▶ _AIM OF THE EXERCISE_
Repeat the records exactly. Every line must match.

▶ _ENTRIES PROVIDED_
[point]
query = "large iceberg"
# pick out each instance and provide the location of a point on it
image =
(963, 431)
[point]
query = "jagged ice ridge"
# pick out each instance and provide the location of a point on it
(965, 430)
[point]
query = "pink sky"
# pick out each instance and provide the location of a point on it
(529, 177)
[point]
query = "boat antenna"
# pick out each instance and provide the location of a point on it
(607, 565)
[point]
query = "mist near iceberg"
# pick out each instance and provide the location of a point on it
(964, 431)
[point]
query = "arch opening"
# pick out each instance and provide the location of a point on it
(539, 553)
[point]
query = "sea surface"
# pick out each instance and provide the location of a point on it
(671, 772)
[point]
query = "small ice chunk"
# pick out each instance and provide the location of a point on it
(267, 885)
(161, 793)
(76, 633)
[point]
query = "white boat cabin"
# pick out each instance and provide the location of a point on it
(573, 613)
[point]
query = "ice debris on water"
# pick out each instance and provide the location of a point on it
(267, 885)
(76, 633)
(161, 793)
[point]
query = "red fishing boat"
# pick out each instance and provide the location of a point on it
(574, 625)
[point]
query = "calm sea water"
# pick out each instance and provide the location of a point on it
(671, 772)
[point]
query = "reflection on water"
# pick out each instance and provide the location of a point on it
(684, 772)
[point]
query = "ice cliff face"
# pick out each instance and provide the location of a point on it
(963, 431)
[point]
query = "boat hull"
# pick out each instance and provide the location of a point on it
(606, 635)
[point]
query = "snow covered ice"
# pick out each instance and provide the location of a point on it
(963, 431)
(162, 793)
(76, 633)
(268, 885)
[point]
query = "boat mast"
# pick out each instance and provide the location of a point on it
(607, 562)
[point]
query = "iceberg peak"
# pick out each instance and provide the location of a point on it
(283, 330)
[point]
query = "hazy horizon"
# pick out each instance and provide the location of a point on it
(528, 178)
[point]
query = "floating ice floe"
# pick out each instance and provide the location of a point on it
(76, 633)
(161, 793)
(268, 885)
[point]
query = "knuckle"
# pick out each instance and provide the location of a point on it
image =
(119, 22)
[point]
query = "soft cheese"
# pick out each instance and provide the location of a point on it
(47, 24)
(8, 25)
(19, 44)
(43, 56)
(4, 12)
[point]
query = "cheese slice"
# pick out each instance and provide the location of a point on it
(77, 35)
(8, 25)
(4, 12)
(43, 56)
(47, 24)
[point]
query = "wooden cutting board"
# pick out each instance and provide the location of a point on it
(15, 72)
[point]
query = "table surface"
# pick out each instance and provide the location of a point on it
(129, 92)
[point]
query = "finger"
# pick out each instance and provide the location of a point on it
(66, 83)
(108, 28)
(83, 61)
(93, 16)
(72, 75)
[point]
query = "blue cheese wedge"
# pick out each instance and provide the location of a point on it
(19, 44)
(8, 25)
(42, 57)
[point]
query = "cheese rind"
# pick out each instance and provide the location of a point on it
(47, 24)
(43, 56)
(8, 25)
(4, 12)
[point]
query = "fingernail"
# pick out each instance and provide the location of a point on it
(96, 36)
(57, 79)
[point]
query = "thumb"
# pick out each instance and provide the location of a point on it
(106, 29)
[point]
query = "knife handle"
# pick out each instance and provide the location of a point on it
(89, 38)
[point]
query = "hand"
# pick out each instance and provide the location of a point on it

▶ _ANSWER SECTION_
[point]
query = "large iceberg"
# pick out each instance and provide the location of a point on it
image =
(963, 431)
[point]
query = "jagged ice ridge"
# pick out each instance and provide the location of a point on it
(965, 430)
[point]
query = "pink sky"
# pick out each instance and provide the location of a point on it
(529, 177)
[point]
query = "boat antenna"
# pick out each instance and provide the location of a point on it
(607, 565)
[point]
query = "mist near iceberg"
# pick out each instance and provide the location of a point on it
(964, 431)
[point]
query = "arch opening"
# pick out each instance and provide the location of a point on it
(539, 553)
[point]
query = "sea surface"
# pick out each instance and provide the location of a point on it
(671, 772)
[point]
query = "small ice chunk"
# pick out each instance and provide the location of a point on it
(267, 885)
(161, 793)
(76, 633)
[point]
query = "white boat cabin"
# pick out each instance and provide the location of a point on it
(573, 613)
[point]
query = "ice debris on water"
# pick out each instance and provide the location of a point on it
(267, 885)
(76, 633)
(161, 793)
[point]
query = "red fishing boat"
# pick out each instance and provide the location of a point on it
(574, 625)
[point]
query = "calm sea water"
# pick out each instance and provide the location of a point on it
(671, 772)
[point]
query = "reflection on water"
# pick out each instance and provide the location of a point on it
(684, 772)
[point]
query = "ice cliff face"
# pick out each instance and provide the location of a point on it
(963, 431)
[point]
query = "boat hull"
# pick out each instance and provide the location of a point on it
(606, 635)
[point]
query = "snow covered ice"
# pick out each instance and provide the location of a point on it
(963, 431)
(162, 793)
(76, 633)
(268, 885)
[point]
query = "boat mast"
# pick out each instance and provide the location of a point on it
(607, 562)
[point]
query = "iceberg peak"
# pick out each instance and provide the location of a point on it
(283, 330)
[point]
query = "hazy horizon"
# pick out each instance and provide the location of a point on it
(528, 178)
[point]
query = "floating ice floe"
# pick out each instance and provide the location of a point on it
(76, 633)
(161, 793)
(268, 885)
[point]
query = "knuckle"
# pick out each instance and provide the location of a point on it
image =
(119, 22)
[point]
query = "soft cheese"
# pick out each instance and provide the location of a point on it
(47, 24)
(8, 25)
(19, 44)
(43, 56)
(4, 12)
[point]
query = "cheese slice"
# pick out each instance and provide the location of a point on it
(77, 35)
(8, 25)
(4, 12)
(43, 56)
(47, 24)
[point]
query = "wooden cutting board"
# pick out each instance and provide the location of a point on it
(15, 72)
[point]
query = "table surface"
# pick out each instance and provide the location of a point on it
(129, 92)
[point]
query = "finger"
# pick out each instance and provide the location of a point on it
(66, 83)
(108, 28)
(83, 61)
(93, 16)
(72, 75)
[point]
query = "blue cheese wedge"
# pick out each instance and provide the location of a point on it
(19, 44)
(8, 25)
(42, 57)
[point]
query = "cheese rind"
# pick out each instance and provide the location of a point on it
(47, 24)
(43, 56)
(8, 25)
(4, 12)
[point]
query = "fingernail"
# pick out each instance and provide the location of a point on it
(96, 36)
(57, 79)
[point]
query = "thumb"
# pick out each instance and provide the location of a point on it
(106, 29)
[point]
query = "knife handle"
# pick out each instance and provide the location of a point on it
(89, 38)
[point]
query = "hand"
# pick out each instance and provide the location of a point on it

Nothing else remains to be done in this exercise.